■ WHAT YOU NEED TO DO: Those lines of the data that hold the word "surface" are to be copied out.

[[ DATASET EXTRACT open ]]

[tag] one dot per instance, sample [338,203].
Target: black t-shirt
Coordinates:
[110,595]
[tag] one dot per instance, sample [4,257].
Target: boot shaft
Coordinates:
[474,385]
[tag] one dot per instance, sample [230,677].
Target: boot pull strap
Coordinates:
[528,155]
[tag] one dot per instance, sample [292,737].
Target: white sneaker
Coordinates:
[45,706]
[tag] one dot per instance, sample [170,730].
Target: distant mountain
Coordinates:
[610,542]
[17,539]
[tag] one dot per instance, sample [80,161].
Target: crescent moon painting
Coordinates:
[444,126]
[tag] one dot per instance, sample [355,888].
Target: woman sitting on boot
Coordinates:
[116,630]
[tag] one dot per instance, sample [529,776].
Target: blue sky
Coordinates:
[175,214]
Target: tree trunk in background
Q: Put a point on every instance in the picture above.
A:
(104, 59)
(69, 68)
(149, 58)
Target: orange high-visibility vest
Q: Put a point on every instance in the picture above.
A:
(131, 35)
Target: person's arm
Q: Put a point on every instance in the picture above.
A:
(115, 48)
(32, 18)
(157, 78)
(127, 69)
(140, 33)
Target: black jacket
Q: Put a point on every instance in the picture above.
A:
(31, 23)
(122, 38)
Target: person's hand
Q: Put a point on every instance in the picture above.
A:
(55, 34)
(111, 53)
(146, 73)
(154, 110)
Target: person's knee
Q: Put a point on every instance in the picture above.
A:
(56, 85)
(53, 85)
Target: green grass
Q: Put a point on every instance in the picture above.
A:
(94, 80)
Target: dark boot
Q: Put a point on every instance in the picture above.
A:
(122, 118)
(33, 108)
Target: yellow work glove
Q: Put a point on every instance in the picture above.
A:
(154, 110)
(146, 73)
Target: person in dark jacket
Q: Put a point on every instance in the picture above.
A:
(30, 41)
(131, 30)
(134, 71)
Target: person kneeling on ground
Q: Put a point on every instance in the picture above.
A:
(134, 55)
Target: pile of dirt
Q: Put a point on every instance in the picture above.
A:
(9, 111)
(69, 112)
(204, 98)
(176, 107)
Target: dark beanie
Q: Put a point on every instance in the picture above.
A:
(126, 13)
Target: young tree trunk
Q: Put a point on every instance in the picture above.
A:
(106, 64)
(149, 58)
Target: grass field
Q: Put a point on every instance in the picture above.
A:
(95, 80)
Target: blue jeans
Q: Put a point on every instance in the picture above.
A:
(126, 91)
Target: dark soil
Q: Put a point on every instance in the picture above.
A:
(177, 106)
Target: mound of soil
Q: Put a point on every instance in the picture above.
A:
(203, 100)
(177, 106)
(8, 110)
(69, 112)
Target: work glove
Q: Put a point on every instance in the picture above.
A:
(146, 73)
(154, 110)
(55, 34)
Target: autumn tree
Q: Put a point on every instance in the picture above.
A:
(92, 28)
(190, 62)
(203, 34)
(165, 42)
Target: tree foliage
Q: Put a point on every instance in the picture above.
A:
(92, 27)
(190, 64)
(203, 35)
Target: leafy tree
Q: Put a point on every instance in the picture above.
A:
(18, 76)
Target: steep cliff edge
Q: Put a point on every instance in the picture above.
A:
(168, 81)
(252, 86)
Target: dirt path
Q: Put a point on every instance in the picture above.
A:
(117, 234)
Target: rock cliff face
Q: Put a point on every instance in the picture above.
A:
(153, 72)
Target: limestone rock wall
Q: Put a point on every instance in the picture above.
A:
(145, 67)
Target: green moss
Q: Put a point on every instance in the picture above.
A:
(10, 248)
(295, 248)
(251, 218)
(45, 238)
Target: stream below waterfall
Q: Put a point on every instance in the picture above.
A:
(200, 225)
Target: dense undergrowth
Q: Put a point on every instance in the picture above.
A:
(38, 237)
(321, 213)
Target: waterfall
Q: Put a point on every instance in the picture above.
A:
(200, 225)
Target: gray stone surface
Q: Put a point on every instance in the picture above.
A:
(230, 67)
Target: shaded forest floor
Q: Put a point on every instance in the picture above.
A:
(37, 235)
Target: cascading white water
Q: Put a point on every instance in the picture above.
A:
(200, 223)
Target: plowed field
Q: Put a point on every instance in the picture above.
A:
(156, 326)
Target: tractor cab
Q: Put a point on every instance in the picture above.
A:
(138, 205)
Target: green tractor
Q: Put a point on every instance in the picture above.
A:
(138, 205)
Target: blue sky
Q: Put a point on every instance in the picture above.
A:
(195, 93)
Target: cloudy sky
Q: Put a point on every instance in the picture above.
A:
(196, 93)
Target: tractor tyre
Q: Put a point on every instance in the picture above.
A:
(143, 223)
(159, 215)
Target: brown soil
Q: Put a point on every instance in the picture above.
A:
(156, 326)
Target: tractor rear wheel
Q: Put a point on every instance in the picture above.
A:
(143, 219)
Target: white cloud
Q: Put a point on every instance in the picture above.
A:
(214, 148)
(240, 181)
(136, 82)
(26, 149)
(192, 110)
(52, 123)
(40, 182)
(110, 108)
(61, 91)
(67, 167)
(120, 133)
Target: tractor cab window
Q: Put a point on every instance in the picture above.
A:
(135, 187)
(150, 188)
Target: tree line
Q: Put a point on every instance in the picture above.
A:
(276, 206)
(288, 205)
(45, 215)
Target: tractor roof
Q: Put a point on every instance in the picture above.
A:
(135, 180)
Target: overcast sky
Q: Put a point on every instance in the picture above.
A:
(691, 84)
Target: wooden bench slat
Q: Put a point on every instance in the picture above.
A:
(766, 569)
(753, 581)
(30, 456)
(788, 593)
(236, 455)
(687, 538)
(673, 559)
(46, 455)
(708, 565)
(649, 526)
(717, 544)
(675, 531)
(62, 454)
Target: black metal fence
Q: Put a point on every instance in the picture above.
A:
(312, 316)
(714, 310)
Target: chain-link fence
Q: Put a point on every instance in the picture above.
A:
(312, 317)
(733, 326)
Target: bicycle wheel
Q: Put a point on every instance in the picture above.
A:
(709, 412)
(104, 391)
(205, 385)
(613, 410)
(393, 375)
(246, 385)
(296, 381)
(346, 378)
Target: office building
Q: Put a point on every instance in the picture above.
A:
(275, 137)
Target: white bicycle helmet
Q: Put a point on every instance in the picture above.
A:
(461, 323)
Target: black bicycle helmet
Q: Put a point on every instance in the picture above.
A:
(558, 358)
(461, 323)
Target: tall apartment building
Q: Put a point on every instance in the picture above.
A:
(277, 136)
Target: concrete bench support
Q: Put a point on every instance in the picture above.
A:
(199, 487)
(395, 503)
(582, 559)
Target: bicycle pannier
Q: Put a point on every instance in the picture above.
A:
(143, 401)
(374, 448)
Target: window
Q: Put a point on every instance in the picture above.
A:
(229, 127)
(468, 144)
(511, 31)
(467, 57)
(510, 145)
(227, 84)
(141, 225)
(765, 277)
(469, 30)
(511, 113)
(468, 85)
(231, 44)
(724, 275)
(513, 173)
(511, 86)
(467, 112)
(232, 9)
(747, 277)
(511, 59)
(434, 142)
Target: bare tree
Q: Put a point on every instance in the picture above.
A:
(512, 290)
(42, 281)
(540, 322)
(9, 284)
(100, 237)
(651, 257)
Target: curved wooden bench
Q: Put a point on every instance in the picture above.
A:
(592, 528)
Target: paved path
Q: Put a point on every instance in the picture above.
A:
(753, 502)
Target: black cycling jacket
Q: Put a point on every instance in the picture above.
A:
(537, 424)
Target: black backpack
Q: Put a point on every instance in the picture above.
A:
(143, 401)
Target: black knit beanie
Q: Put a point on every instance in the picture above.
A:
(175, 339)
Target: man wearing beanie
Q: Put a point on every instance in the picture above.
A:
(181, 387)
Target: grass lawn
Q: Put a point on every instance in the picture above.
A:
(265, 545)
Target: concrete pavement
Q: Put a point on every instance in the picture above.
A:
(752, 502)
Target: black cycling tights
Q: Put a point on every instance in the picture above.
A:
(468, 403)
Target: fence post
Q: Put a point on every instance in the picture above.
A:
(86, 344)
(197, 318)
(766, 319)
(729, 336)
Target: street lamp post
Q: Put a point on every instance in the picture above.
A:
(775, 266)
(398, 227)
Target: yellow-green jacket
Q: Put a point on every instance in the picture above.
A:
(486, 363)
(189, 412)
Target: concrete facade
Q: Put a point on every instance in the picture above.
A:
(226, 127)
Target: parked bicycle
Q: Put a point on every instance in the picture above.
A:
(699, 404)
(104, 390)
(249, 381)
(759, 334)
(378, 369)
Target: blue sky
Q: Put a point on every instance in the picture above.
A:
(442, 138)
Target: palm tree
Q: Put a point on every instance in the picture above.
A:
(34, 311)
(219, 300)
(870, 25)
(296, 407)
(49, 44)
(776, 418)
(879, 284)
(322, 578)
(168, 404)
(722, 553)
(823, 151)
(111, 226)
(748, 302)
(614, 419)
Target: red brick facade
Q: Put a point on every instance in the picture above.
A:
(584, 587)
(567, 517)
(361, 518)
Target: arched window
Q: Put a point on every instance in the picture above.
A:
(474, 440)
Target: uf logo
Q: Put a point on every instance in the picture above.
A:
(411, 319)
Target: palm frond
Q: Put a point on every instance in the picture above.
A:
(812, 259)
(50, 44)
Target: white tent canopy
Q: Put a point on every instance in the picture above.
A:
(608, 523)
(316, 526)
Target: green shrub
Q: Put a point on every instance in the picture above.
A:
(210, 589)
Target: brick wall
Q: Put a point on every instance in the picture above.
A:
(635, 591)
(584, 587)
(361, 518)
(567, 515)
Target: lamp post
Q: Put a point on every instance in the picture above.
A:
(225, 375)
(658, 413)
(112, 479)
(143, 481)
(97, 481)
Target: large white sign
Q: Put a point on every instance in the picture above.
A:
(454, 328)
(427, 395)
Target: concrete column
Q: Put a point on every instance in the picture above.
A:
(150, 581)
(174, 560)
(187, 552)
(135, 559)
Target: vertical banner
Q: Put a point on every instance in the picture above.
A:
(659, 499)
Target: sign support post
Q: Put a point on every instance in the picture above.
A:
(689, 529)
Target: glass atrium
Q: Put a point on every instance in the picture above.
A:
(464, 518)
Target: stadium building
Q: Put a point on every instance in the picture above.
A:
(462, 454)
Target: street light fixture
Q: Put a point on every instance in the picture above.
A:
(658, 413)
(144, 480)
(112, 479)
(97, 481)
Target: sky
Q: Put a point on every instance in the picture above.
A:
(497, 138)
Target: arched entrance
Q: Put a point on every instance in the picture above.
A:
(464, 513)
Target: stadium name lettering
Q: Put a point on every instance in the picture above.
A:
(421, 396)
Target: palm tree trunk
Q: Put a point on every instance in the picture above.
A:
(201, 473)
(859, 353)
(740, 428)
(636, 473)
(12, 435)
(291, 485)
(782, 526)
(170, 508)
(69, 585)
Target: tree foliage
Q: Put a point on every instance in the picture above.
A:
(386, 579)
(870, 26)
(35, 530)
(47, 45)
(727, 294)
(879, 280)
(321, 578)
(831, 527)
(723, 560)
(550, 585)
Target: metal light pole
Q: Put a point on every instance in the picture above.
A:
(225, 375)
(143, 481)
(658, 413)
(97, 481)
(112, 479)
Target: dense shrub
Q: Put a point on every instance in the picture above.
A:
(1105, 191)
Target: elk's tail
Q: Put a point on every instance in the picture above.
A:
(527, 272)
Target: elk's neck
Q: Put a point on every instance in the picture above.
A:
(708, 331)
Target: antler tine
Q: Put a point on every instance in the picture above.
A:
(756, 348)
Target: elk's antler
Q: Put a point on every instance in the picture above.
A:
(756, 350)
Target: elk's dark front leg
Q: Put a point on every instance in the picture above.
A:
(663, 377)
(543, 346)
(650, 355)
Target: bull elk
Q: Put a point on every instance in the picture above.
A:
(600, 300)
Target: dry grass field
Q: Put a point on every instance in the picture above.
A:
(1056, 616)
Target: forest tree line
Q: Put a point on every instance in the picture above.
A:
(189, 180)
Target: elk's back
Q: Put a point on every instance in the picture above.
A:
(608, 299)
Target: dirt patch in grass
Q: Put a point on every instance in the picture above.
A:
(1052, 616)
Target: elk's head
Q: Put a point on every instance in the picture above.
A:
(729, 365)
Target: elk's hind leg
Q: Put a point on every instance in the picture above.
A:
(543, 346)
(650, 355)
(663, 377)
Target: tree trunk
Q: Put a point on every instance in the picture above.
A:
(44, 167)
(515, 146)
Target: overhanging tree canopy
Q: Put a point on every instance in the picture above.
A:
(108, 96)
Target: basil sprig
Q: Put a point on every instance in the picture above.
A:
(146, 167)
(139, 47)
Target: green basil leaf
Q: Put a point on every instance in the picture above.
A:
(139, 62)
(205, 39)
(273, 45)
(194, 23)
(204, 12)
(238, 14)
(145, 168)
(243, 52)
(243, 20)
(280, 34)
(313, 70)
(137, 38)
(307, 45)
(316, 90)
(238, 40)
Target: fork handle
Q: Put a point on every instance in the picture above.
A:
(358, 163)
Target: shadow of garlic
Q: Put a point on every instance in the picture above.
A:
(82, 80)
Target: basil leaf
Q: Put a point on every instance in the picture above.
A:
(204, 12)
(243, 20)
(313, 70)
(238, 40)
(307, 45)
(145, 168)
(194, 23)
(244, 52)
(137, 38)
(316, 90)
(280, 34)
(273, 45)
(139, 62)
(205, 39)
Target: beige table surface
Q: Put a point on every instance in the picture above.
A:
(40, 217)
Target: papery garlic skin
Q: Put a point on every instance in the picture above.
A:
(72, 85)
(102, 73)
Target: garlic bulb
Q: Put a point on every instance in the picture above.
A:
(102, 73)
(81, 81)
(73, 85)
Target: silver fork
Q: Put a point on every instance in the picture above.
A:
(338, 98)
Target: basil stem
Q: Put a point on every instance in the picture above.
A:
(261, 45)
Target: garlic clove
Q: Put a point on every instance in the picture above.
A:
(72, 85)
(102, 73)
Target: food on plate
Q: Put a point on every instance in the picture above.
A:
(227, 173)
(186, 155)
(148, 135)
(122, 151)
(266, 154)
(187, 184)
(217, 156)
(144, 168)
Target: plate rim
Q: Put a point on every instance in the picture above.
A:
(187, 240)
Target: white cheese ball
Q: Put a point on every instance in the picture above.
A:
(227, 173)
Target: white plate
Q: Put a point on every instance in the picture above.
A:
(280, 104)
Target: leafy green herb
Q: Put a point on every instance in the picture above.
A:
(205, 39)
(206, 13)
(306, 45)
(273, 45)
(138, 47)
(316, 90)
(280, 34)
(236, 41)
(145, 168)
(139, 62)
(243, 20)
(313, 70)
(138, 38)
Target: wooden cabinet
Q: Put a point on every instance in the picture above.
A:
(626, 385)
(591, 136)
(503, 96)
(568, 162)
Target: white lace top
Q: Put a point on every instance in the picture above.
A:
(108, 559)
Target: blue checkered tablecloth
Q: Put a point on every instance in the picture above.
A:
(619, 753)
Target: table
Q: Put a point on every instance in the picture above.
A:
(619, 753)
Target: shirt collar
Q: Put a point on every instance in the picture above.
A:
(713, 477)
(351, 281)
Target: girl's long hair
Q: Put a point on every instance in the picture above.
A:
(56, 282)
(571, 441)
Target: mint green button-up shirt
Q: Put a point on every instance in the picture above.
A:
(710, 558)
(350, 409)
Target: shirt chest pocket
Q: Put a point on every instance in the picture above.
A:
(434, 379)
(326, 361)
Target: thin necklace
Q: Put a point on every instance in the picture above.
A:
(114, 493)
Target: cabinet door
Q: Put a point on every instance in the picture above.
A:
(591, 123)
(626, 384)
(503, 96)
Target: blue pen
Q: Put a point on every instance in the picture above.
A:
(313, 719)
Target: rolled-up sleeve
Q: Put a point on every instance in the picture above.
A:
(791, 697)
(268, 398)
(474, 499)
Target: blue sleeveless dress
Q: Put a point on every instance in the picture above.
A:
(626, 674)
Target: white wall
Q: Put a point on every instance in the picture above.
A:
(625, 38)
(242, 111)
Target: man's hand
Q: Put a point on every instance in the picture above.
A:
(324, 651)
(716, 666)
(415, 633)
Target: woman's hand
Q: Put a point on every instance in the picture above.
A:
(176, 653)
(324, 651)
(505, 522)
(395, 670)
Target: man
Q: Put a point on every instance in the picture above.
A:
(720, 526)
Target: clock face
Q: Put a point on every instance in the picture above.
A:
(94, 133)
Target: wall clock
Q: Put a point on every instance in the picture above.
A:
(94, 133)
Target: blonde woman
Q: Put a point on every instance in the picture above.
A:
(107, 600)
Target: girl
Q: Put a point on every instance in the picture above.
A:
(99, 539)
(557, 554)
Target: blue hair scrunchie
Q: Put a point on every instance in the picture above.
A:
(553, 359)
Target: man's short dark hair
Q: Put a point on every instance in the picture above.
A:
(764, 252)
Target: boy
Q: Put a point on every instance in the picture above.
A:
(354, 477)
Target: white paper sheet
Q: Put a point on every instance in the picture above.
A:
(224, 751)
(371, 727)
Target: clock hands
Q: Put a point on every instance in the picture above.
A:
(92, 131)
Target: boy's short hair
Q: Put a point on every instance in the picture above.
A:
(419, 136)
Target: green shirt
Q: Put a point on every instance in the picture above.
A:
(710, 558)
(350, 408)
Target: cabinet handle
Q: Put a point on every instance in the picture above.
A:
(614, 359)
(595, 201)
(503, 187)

[[ DATASET EXTRACT closed ]]

■ WRITTEN SOLUTION:
Target: gray stone surface
Target: beige table surface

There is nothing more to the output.